EXERCISE REQUIREMENTS: Transcribe the data exactly, pictures excluded.

(Collected data)
******************************

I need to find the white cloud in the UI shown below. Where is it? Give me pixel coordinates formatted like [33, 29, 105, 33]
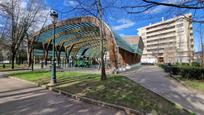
[112, 19, 135, 31]
[20, 1, 27, 9]
[64, 0, 79, 7]
[119, 33, 126, 36]
[0, 24, 4, 27]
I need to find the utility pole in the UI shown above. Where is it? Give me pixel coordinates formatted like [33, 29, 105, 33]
[96, 0, 107, 80]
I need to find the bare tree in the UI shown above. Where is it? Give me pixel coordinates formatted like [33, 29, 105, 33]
[63, 0, 113, 80]
[96, 0, 107, 80]
[26, 12, 49, 68]
[0, 0, 48, 69]
[122, 0, 204, 23]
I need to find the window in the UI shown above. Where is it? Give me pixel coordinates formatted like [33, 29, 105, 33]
[177, 29, 184, 33]
[177, 23, 183, 27]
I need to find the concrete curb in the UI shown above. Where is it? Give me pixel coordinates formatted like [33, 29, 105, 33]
[169, 74, 204, 96]
[169, 74, 186, 85]
[9, 74, 194, 114]
[9, 76, 142, 115]
[51, 88, 142, 115]
[9, 76, 39, 86]
[0, 73, 9, 78]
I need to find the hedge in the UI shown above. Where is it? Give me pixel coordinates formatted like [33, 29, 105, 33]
[160, 64, 204, 80]
[191, 62, 200, 67]
[170, 66, 180, 75]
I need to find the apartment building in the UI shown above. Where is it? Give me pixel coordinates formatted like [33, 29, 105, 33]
[138, 14, 194, 64]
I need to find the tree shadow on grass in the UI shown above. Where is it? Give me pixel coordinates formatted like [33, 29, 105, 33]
[55, 75, 189, 115]
[0, 83, 123, 115]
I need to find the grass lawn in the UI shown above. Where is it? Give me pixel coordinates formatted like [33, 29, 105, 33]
[10, 71, 191, 115]
[0, 64, 28, 71]
[178, 77, 204, 92]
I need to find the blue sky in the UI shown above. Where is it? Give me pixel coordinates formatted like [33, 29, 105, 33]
[44, 0, 204, 52]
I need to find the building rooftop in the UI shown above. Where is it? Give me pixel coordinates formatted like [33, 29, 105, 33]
[137, 13, 192, 31]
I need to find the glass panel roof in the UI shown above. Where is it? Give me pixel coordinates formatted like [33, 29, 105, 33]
[32, 17, 143, 58]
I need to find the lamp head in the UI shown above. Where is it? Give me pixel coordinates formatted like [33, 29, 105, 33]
[50, 10, 58, 21]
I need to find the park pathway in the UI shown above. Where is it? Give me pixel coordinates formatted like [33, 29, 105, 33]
[122, 65, 204, 115]
[0, 72, 125, 115]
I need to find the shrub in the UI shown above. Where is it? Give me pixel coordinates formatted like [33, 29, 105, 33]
[179, 66, 203, 80]
[160, 64, 204, 80]
[175, 62, 179, 65]
[3, 64, 5, 68]
[162, 64, 171, 72]
[170, 66, 180, 75]
[158, 64, 165, 69]
[191, 62, 200, 67]
[181, 63, 189, 66]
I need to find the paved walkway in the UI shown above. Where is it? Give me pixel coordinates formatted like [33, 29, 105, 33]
[0, 73, 125, 115]
[122, 65, 204, 115]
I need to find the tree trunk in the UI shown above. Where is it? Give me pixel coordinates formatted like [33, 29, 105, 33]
[11, 52, 16, 69]
[97, 0, 107, 80]
[28, 48, 33, 67]
[57, 53, 61, 66]
[27, 40, 32, 67]
[44, 49, 48, 66]
[56, 49, 61, 66]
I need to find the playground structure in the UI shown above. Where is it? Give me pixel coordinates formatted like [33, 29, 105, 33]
[29, 16, 144, 71]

******************************

EXERCISE RESPONSE:
I need to find the white cloud in the UI shown below. Where is it? Give me pixel coordinates formatted like [33, 29, 105, 33]
[112, 19, 135, 31]
[20, 1, 27, 9]
[64, 0, 79, 7]
[119, 33, 126, 36]
[0, 24, 4, 27]
I need to find the utility pole in the UI shown above. Where is it? Give me pixel coordinates formatted like [33, 29, 105, 33]
[96, 0, 107, 80]
I need to find the bare tree in the UI shown above. Where is it? Give me pixel coordinates formatted like [33, 29, 105, 33]
[63, 0, 113, 80]
[96, 0, 107, 80]
[26, 12, 49, 68]
[0, 0, 48, 69]
[122, 0, 204, 23]
I need to find the window in the UI shown above. Where is it? Give me pixel coordinates formatted like [33, 29, 105, 33]
[177, 29, 184, 33]
[177, 23, 183, 27]
I need to find the concrete curb in the UI shown above. Where is it? Give me pixel coordinates formatted like [33, 29, 105, 33]
[169, 74, 204, 96]
[169, 74, 186, 85]
[9, 74, 194, 114]
[9, 76, 142, 115]
[51, 88, 142, 115]
[9, 76, 39, 86]
[0, 73, 9, 78]
I need to find the hedge in the UI shown above. Where is it? Give me pixel coordinates formatted like [33, 29, 105, 33]
[160, 64, 204, 80]
[191, 62, 200, 67]
[170, 66, 180, 75]
I need to find the apartment building in the UI shown above. Where is it? Give me pixel coordinates formatted like [33, 29, 105, 33]
[138, 14, 194, 64]
I need to find the tree shadow on grass in the UI shown above. Where is it? Give me pixel coordinates formatted like [33, 29, 105, 33]
[55, 75, 189, 115]
[0, 83, 123, 115]
I need to find the grass lawn in the UI shown above. Where is it? Give me pixel coordinates formatted like [33, 29, 105, 33]
[10, 71, 191, 115]
[0, 64, 28, 71]
[178, 77, 204, 92]
I need to find the blue sky in the UI shown above. Where is it? Give me pixel coordinates formatted like [33, 29, 105, 33]
[44, 0, 204, 52]
I need to find the building rooftop in the UI shown above. Where is it? Give me pixel coordinates formatted like [33, 29, 105, 33]
[137, 13, 192, 31]
I need to find the glass panel roof in the UI shown above. Where is it? Give me pixel coordinates formatted like [33, 29, 105, 33]
[32, 17, 143, 58]
I need to find the lamp head in the UI shown above. Where is it? Give me pixel coordinates formatted like [33, 29, 105, 33]
[50, 10, 58, 21]
I need to find the park pathway in the UI shown above. Where is it? Give me pixel coordinates formatted like [33, 29, 105, 33]
[122, 65, 204, 115]
[0, 72, 125, 115]
I need to find the shrub in the UI shown above. Where is it? Give me pixel coordinates formatted like [33, 29, 105, 33]
[179, 66, 203, 80]
[160, 64, 204, 80]
[175, 62, 179, 65]
[3, 64, 5, 68]
[162, 64, 171, 72]
[170, 66, 180, 75]
[158, 64, 165, 69]
[191, 62, 200, 67]
[181, 63, 189, 66]
I need to find the paved walkway in the UI shown above. Where is it? Give me pixel coordinates formatted like [33, 29, 105, 33]
[0, 73, 125, 115]
[122, 65, 204, 115]
I need to find the tree trunk in the UI shown above. Where is it? Give me pixel coordinates formatted like [33, 29, 105, 33]
[11, 52, 16, 69]
[97, 0, 107, 80]
[28, 48, 33, 67]
[57, 53, 61, 66]
[27, 40, 32, 67]
[44, 49, 48, 66]
[56, 49, 61, 66]
I need to find the playground structure in the UI shown above. Where is it? Give me pixel coordinates formatted like [33, 29, 105, 33]
[29, 16, 144, 71]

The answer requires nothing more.